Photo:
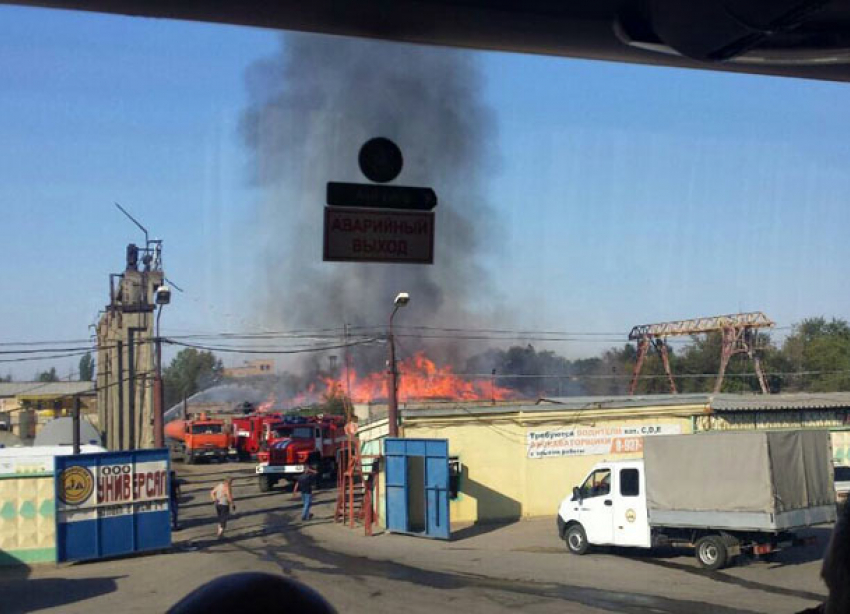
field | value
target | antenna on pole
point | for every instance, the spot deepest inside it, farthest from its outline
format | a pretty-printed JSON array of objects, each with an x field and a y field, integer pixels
[{"x": 135, "y": 221}]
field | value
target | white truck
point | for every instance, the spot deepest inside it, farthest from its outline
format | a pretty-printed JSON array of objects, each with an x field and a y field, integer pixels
[{"x": 725, "y": 494}]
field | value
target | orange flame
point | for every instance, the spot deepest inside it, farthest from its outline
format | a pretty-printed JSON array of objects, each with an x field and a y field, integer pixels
[
  {"x": 420, "y": 379},
  {"x": 266, "y": 406}
]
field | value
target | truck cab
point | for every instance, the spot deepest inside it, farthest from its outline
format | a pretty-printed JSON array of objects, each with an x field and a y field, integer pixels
[
  {"x": 296, "y": 442},
  {"x": 607, "y": 508}
]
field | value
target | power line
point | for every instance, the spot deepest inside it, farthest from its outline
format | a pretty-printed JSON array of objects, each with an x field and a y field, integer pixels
[
  {"x": 270, "y": 351},
  {"x": 49, "y": 357}
]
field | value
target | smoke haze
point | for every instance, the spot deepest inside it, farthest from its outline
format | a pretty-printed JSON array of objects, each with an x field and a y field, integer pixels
[{"x": 311, "y": 107}]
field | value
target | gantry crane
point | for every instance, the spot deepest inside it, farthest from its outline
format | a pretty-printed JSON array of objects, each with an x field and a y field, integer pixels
[{"x": 738, "y": 337}]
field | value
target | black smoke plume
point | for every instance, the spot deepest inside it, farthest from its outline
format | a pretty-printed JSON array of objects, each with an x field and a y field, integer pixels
[{"x": 311, "y": 106}]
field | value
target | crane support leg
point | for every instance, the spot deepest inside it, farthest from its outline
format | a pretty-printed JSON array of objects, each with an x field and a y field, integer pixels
[{"x": 643, "y": 348}]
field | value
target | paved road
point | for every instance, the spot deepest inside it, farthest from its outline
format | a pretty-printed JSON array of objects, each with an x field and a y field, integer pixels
[{"x": 491, "y": 568}]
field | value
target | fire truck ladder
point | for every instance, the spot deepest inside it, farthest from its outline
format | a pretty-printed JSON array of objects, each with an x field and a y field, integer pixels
[
  {"x": 739, "y": 335},
  {"x": 356, "y": 500}
]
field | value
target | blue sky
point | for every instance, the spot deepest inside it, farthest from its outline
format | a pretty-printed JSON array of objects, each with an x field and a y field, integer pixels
[{"x": 624, "y": 194}]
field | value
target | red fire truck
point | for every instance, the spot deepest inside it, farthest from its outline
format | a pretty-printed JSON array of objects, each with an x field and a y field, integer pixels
[
  {"x": 296, "y": 441},
  {"x": 250, "y": 433}
]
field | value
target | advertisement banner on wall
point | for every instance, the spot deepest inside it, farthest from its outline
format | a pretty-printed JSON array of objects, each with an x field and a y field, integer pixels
[
  {"x": 590, "y": 440},
  {"x": 112, "y": 503}
]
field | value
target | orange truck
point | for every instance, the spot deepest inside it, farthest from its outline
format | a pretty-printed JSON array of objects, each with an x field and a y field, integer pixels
[{"x": 198, "y": 439}]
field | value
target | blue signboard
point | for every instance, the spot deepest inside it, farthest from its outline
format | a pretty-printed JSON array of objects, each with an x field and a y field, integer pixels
[
  {"x": 111, "y": 503},
  {"x": 417, "y": 486}
]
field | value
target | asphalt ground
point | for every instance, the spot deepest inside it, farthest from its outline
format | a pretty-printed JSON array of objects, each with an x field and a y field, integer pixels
[{"x": 484, "y": 568}]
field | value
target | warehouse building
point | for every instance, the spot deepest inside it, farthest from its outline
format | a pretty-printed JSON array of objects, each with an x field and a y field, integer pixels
[
  {"x": 25, "y": 407},
  {"x": 516, "y": 461}
]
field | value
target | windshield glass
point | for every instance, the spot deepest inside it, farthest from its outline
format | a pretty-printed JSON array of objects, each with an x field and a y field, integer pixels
[
  {"x": 527, "y": 263},
  {"x": 206, "y": 429}
]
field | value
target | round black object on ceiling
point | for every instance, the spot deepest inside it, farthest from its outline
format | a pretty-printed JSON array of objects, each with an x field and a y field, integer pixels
[{"x": 380, "y": 160}]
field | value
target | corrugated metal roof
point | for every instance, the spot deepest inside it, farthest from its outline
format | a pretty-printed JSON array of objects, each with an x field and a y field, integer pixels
[
  {"x": 565, "y": 403},
  {"x": 717, "y": 402},
  {"x": 780, "y": 402},
  {"x": 15, "y": 389}
]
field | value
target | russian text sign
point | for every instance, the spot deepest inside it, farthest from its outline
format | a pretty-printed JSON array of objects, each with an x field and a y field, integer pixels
[
  {"x": 587, "y": 440},
  {"x": 367, "y": 235},
  {"x": 111, "y": 503}
]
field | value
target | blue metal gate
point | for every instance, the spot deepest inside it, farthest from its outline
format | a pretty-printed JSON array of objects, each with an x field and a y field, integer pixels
[
  {"x": 417, "y": 484},
  {"x": 112, "y": 503}
]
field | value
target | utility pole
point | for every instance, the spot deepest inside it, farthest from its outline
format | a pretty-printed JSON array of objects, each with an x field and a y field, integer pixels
[
  {"x": 75, "y": 416},
  {"x": 392, "y": 410},
  {"x": 158, "y": 394}
]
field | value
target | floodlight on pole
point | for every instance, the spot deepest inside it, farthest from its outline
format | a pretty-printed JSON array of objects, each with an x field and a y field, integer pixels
[{"x": 401, "y": 300}]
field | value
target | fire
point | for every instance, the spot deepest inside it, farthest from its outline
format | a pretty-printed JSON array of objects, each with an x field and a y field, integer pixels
[
  {"x": 419, "y": 379},
  {"x": 266, "y": 406}
]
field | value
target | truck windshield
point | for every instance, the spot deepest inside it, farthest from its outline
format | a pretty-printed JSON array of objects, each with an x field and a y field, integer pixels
[
  {"x": 597, "y": 484},
  {"x": 297, "y": 432},
  {"x": 206, "y": 429}
]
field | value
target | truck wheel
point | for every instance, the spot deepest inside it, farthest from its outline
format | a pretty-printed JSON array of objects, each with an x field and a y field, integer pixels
[
  {"x": 265, "y": 483},
  {"x": 576, "y": 539},
  {"x": 711, "y": 552}
]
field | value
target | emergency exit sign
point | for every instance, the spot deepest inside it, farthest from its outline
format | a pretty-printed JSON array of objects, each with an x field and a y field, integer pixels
[{"x": 373, "y": 235}]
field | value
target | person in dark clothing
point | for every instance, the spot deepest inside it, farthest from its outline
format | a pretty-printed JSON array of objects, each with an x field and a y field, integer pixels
────
* [WHAT YOU NEED TO DO]
Transcribe every line from the records above without alteration, and leave out the images.

* [SOLUTION TO THE EXERCISE]
Photo:
field | value
target | antenna on pole
point | for every instance, the spot deepest inside it, farthest from its outline
format | a pretty-printed JSON array of objects, each with an x field and a y field, integer pixels
[{"x": 135, "y": 221}]
field | value
target | white truck
point | for every instance, the spot deepest inside it, farthest from its outline
format | a pretty-printed JSON array of objects, each with an x field and a y field, integer pixels
[{"x": 725, "y": 494}]
field | value
target | orange flame
point | for every instance, the spot deepest inside it, farthest from its outline
format | a pretty-printed JSON array of objects, each with an x field and a y field, integer pixels
[
  {"x": 420, "y": 379},
  {"x": 266, "y": 406}
]
field | value
target | truck cab
point | for every instance, the spot deepest inside it, farthest from its outline
format | a pretty-printed JSON array of objects, each with an x field and a y field, integer pixels
[
  {"x": 296, "y": 442},
  {"x": 607, "y": 508}
]
field | value
target | power line
point | for every instance, the spot deepest inside it, farthest from its outline
format | a pretty-printed JSON array of objects, each with an x field and a y field, integer pixels
[
  {"x": 270, "y": 351},
  {"x": 49, "y": 357}
]
field | value
target | smoke haze
point | for every instance, the spot deepest inside it, farthest from its outline
format | a pretty-printed JSON array of objects, each with an x field and a y field, integer pixels
[{"x": 311, "y": 107}]
field | value
target | gantry crane
point | for every instance, the spot deepest inside it, farthest from its outline
format | a pretty-printed JSON array of objects, each with an x field and a y field, integer pixels
[{"x": 738, "y": 337}]
field | value
target | black smoke plume
point | for every instance, the spot deepest inside it, farthest from its outline
format | a pretty-printed JSON array of objects, each with an x field and a y field, integer pixels
[{"x": 311, "y": 106}]
field | value
target | crane support leg
point | for every instance, the spot deepest inside it, farthest from its outline
format | a pretty-printed JSON array of objects, each with an x field and a y field, integer pixels
[{"x": 643, "y": 348}]
field | value
target | paved road
point | for every instance, the spot deepest inside it, farthest from its outline
format | a pretty-printed JSON array of objects, each with an x field and a y field, integer pixels
[{"x": 491, "y": 568}]
field | value
target | fire truck ladder
point | for every instance, the spot deepest inside it, farthest from its outline
format | a pretty-printed JSON array of objects, each with an x field and a y field, integer pixels
[
  {"x": 739, "y": 335},
  {"x": 356, "y": 500}
]
field | value
target | blue sky
point | for every instance, the spot deepest inside it, farthest from its outline
format | a pretty-printed JSON array of objects, each with an x field and a y field, integer pixels
[{"x": 624, "y": 194}]
field | value
target | red fire truck
point | for every instance, the spot deepest inside it, farthest from its outline
format | a pretty-printed JSON array of objects, each with an x field and a y field, integer pixels
[
  {"x": 296, "y": 441},
  {"x": 250, "y": 433}
]
field | value
target | advertisement banner on wall
point | for every instance, the spot deepest inside it, farthest from its outline
format | a pretty-printed JSON array of objects, each with an x field and a y field, integer pixels
[
  {"x": 590, "y": 440},
  {"x": 112, "y": 503}
]
field | value
target | orange truck
point | for every instance, the spot deepest inside it, farthest from its outline
format | a pretty-printed JSON array of objects, each with an x field and a y field, integer pixels
[{"x": 198, "y": 439}]
field | value
target | blue signboard
point | for every instance, the spot deepest inside it, farthest from its outline
format | a pretty-printed JSON array of objects, each with an x field and a y field, integer pixels
[
  {"x": 111, "y": 503},
  {"x": 417, "y": 486}
]
field | value
target | asphalt ground
point | for every instance, the spot deepest inside it, farthest from its outline
format | a pretty-printed JSON array of objects, each with an x field and a y field, integer pixels
[{"x": 484, "y": 568}]
field | value
target | warehouse building
point | for every instance, the spot deepest inside it, farthest from its outline
format | a pretty-printed JSON array of objects, each with an x field and a y field, integer pixels
[
  {"x": 25, "y": 407},
  {"x": 516, "y": 461}
]
field | value
target | windshield glass
point | for every instance, the spot deepest inside it, farthest from its outline
format | a pretty-printed JSON array of objects, each with an x field and a y field, integer pixels
[
  {"x": 527, "y": 263},
  {"x": 206, "y": 429}
]
field | value
target | round black object on ceiling
point | for every instance, the spot deepest inside it, farthest from its outline
format | a pretty-printed JSON array of objects, each with an x field and a y field, integer pixels
[{"x": 380, "y": 160}]
field | value
target | corrugated metal roof
point | for every instance, the spot deepest inside it, farthest from its outline
format | a pretty-printed JSON array of objects, each with an x field and a y field, integer pixels
[
  {"x": 565, "y": 403},
  {"x": 717, "y": 402},
  {"x": 780, "y": 402},
  {"x": 15, "y": 389}
]
field | value
target | russian text sign
point | for every instance, the spot deepest inside it, farthest from its outline
format | a pretty-printed JSON array of objects, each with an x field and a y field, integer pixels
[
  {"x": 587, "y": 440},
  {"x": 367, "y": 235},
  {"x": 111, "y": 503}
]
field | value
target | blue metal gate
point | for every instance, the spot deepest inside it, farthest from its outline
format | a pretty-printed JSON array of objects, each with an x field and a y field, integer pixels
[
  {"x": 417, "y": 484},
  {"x": 112, "y": 503}
]
field | value
target | utility pole
point | for every instance, the spot deepest inside it, farthest from its outline
format | a pretty-printed JSON array of objects, each with an x field and a y field, integer pixels
[
  {"x": 75, "y": 416},
  {"x": 392, "y": 410},
  {"x": 158, "y": 394}
]
field | value
target | floodlight on pole
point | for every instance, the spot deepest inside it, farthest from its outline
format | a pretty-printed JSON array of objects, each with an x field and a y field, integer pixels
[{"x": 401, "y": 300}]
field | value
target | fire
point | for every instance, the spot deepest inside it, farthest from its outline
format | a pretty-printed JSON array of objects, each with an x field and a y field, integer pixels
[
  {"x": 419, "y": 379},
  {"x": 266, "y": 406}
]
field | value
target | truck windshield
point | for every instance, the spot deepest inside it, farthest from its outline
format | a pretty-printed JSON array of objects, each with an x field and a y field, integer pixels
[
  {"x": 597, "y": 484},
  {"x": 297, "y": 432},
  {"x": 206, "y": 429}
]
field | value
target | truck wheel
point | for every instance, the spot deepest inside it, farthest from its outline
format | a pretty-printed JSON array of objects, each with an x field and a y field, integer pixels
[
  {"x": 265, "y": 483},
  {"x": 576, "y": 539},
  {"x": 711, "y": 552}
]
field | value
target | emergency exit sign
point | for every instance, the spot deepest inside it, farthest from its outline
format | a pretty-printed JSON array of objects, each with an x field and a y field, integer pixels
[{"x": 373, "y": 235}]
field | value
target | person in dark clothing
point | for every instance, the spot deepest inside it, farthest from its outline
format | a pretty-printed JSON array of objects, each with an x field and a y field, integer pixels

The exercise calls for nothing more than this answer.